Activity
According to the logistics news roundup below, how much will it cost Saudi Arabia Railways to expand its North Train freight line?

Text segment
-- Opening Marker --

Good morning, folks. It’s a busy start to the week in the regional logistics sector with news flowing in fast across all parts of the industry. There’s a mixed bag of ports, aviation and rail updates this morning from Morocco, the UAE, and Saudi’s sovereign wealth fund the PIF. Let’s jump right in.
WATCH THIS SPACE-
#1- SAR expands North Train line to boost mining: Saudi Arabia Railways (SAR) is expanding its North Train freight line at a cost of SAR 5 bn, Saudi Transport Minister Saleh Al Jasser announced at the Supply Chain and Logistics Conference. The expansion aims to strengthen the connection between the Kingdom’s rail networks and east coast ports to support its growing mining sector.
ALSO- The Kingdom is currently developing 18 logistics hubs with SAR 10 bn in investments, Arab News reports, citing unnamed senior officials. The Kingdom plans to increase the number of logistics zones to 59, up from 22 by 2030, Al Jasser said at the conference.
#2- London-based Gulfsands Petroleum is calling for changes to Syria’s sanctions to allow foreign oil companies to return to business and help boost oil production, Managing Director John Bell told the Financial Times. The country’s overall oil production has fallen from 400k b/d in 2011 to 80k b/d, he added. Gulfsands, which operates in a region controlled by the Syrian Democratic Forces, hasn’t received revenue from Syria since sanctions were imposed back in 2011. The company’s oil production stood at 20k b/d pre-sanctions. Other global companies including Shell and Total also suspended operations in Syria, but did not disclose whether they would be resuming operations in the country again.
#3- Exxon Mobil is putting forward a five-year plan to expand output and increase earnings by USD 20 bn by 2030, on top of projected earnings of USD 34.2 bn this year, Reuters reported on Friday, citing comments made by CEO Darren Woods at a media briefing. The oil producer wants to boost oil and gas output by 18% to 5.4 mn barrels per day and increase annual spending between USD 28 bn to USD 33 bn between 2026 and 2030. The new targets come on the heels of Exxon’s Guyana high-profit generating operations, its US shale business, and its increased project spending which is projected to “generate returns of more than 30% over the life of its investments,” Woods said.
#4- Qatar Airways is reportedly seeking to replace the Boeing the 25 737-10 aircraft currently on order with smaller 737-8s due to the model no longer meeting its requirements, Bloomberg reported on Friday, citing people with knowledge of the negotiation. Qatar airways would likely pass the 737-8s to Rwanda Air and Virgin Australia for use, the sources said. The move comes on the back of Qatar Airways’ reconciliation with Airbus back in March, reinstating its order of 50 A321 jets, making its order of the Boeing 737-10 now redundant.

-- Closing Marker --

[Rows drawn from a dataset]
-- Opening Marker --

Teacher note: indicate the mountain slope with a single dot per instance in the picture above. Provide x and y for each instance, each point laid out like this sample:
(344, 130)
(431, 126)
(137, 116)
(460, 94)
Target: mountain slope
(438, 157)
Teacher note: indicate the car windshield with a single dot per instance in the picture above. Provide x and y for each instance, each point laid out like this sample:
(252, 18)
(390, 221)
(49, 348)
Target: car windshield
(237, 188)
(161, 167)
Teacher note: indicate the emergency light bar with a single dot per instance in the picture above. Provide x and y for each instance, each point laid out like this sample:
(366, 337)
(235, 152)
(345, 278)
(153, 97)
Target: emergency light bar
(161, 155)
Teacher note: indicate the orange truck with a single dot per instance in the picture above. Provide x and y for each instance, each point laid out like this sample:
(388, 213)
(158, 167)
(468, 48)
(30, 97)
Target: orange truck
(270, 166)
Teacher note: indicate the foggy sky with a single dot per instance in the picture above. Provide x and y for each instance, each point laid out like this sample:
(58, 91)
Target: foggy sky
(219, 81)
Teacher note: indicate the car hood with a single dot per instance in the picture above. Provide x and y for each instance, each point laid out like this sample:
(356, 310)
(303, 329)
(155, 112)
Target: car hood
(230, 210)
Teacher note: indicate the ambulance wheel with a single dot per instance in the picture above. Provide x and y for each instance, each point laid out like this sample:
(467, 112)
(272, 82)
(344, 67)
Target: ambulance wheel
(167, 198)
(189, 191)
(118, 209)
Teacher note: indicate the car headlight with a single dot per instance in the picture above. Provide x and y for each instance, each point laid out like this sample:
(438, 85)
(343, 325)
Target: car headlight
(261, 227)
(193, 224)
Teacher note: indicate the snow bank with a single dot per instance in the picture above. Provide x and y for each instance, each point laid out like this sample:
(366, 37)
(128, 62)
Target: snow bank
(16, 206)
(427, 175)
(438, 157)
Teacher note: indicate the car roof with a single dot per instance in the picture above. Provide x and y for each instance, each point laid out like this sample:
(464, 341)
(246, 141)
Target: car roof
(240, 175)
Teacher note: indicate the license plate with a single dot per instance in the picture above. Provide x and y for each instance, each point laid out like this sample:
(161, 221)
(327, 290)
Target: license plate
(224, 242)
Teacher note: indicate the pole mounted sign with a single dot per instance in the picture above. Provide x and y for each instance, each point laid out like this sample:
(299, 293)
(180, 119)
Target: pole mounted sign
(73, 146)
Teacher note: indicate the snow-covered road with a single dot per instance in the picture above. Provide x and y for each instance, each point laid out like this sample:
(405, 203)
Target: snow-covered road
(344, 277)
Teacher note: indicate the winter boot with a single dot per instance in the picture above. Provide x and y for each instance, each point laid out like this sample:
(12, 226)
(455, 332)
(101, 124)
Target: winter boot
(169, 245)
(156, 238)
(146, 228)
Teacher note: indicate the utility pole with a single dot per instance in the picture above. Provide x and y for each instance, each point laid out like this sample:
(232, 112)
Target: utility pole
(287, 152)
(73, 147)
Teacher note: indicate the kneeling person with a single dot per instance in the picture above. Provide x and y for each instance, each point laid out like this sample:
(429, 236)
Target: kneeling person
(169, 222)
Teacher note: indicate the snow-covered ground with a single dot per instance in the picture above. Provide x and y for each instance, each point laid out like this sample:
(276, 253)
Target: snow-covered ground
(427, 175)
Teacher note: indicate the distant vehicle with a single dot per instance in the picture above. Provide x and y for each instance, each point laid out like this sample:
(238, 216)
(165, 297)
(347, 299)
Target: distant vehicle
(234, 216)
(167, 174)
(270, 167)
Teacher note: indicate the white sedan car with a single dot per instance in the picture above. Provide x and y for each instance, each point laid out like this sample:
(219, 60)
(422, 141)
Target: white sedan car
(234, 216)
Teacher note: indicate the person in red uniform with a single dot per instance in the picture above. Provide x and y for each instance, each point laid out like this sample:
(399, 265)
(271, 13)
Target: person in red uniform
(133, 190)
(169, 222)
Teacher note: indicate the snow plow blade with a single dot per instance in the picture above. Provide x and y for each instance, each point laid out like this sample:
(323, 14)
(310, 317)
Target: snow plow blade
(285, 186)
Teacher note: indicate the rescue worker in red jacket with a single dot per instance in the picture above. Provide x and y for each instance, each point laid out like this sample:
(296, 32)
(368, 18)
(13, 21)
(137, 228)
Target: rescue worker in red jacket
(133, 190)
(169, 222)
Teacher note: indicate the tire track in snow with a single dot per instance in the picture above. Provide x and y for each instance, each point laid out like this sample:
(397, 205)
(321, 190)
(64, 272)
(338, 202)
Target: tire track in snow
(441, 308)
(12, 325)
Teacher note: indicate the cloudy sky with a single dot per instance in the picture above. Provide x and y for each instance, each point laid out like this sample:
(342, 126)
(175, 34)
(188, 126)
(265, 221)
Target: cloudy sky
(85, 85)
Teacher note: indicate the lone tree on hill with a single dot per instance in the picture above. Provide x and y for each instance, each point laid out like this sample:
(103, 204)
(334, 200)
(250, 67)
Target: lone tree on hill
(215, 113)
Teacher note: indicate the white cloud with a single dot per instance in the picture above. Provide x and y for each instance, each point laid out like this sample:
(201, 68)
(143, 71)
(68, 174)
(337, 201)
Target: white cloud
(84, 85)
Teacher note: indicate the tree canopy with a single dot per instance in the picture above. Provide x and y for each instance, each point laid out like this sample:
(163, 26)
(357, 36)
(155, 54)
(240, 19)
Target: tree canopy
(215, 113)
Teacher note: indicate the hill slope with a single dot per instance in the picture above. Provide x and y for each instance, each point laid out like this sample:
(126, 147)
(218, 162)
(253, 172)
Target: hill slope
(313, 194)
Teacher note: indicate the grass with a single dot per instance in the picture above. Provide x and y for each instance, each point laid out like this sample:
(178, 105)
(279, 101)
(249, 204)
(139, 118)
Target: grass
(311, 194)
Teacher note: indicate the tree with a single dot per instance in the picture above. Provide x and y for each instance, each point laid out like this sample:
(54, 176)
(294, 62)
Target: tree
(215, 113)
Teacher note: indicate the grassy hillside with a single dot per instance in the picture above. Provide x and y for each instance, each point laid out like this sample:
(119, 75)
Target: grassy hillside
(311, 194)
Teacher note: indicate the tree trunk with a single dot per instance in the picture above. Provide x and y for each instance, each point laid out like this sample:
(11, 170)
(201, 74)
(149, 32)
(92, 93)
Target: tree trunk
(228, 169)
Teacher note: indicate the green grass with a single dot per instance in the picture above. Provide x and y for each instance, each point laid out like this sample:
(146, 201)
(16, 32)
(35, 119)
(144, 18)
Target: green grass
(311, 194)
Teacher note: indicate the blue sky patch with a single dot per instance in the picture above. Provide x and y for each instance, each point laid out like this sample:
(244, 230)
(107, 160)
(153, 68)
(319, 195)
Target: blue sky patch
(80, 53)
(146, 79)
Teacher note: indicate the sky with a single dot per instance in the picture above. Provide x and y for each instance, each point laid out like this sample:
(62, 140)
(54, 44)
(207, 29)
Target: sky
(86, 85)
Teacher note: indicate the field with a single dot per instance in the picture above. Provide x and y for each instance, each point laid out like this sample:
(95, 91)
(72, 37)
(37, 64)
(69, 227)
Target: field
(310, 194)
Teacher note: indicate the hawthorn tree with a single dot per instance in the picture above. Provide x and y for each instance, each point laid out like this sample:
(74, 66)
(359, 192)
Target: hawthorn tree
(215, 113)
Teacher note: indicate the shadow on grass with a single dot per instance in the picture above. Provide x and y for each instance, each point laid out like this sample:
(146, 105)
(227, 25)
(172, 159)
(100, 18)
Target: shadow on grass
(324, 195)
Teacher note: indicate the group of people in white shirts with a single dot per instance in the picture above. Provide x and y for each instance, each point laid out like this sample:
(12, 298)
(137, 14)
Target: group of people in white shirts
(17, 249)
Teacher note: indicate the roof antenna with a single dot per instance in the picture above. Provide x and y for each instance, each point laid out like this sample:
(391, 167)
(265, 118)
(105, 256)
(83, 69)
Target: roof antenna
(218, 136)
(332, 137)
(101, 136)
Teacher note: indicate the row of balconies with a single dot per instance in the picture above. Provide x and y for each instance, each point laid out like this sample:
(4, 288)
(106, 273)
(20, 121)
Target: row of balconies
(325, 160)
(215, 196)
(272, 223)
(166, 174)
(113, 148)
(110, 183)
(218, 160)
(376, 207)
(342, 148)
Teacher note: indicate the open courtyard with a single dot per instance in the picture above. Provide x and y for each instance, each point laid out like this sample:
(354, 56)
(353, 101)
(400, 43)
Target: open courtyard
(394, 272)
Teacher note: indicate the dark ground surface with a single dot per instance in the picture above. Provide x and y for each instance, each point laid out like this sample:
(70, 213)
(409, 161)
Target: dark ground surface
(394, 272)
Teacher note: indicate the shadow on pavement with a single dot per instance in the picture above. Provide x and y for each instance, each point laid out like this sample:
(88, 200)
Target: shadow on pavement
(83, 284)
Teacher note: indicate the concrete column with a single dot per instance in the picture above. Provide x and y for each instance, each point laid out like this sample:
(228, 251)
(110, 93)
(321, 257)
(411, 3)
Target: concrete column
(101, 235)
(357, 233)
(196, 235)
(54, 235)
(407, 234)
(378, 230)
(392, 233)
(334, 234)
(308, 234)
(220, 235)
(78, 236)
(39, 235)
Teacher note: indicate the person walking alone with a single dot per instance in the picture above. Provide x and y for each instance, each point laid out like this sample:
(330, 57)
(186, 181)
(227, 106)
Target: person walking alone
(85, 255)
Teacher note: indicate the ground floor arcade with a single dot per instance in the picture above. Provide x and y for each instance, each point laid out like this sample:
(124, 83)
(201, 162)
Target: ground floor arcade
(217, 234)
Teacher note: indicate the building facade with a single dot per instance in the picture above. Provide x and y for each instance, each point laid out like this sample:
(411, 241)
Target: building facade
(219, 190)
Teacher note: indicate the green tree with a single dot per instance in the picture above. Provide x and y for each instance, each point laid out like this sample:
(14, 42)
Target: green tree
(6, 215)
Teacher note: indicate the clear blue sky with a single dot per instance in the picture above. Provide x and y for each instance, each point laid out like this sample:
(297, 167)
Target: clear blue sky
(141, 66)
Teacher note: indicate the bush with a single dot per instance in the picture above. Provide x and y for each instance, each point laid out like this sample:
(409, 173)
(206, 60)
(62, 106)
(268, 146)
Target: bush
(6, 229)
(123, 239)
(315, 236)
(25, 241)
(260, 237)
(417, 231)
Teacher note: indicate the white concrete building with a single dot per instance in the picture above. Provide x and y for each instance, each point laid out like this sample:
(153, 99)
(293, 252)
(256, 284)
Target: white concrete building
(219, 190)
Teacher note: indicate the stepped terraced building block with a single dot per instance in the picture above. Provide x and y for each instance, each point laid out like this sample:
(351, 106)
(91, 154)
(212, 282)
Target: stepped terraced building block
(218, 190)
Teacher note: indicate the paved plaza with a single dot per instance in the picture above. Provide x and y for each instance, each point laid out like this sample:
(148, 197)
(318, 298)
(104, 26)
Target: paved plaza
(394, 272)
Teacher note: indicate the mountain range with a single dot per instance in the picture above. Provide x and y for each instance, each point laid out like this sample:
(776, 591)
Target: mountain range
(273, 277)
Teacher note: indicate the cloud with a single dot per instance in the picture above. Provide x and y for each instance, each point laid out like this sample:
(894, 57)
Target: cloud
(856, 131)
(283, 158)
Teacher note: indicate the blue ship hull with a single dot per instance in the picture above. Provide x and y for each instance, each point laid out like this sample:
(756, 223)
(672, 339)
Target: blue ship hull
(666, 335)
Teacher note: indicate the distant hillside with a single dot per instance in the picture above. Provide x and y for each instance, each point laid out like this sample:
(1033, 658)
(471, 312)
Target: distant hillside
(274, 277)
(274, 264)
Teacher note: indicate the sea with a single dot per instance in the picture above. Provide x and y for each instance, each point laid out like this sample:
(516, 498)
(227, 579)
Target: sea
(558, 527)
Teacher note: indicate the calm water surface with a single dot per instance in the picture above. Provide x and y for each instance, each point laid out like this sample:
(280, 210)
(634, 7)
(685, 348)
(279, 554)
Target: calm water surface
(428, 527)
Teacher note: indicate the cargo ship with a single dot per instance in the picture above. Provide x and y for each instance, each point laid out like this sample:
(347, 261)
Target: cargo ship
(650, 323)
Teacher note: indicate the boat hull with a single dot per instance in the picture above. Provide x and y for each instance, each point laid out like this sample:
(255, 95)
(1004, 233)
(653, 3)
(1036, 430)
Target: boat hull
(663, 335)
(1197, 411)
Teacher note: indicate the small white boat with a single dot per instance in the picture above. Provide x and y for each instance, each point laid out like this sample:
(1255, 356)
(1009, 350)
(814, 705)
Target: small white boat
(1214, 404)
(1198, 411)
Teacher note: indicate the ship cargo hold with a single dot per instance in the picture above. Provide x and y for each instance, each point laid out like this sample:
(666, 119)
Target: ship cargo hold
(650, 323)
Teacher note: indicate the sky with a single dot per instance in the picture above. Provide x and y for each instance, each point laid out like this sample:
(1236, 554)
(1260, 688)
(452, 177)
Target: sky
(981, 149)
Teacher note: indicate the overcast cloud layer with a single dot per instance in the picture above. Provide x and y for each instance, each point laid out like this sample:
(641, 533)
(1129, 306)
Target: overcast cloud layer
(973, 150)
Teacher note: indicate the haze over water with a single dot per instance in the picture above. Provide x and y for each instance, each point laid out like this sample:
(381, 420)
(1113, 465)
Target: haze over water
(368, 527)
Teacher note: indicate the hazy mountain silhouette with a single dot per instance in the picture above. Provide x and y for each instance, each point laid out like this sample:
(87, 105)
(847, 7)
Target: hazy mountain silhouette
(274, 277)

-- Closing Marker --

Result of this exercise
SAR 5 bn